**EXERCISE DETAILS:**
Please put the records below into a JSON list of strings, with one string per line and blank lines left out.

....

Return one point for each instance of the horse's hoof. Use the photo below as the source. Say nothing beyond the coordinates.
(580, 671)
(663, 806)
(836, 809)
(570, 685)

....

**REPLY TO THE TASK:**
[
  "Return one point for each instance of the horse's hoof. Use the photo below as the source. Say nothing beyond the coordinates.",
  "(580, 671)",
  "(663, 806)",
  "(836, 809)",
  "(570, 685)"
]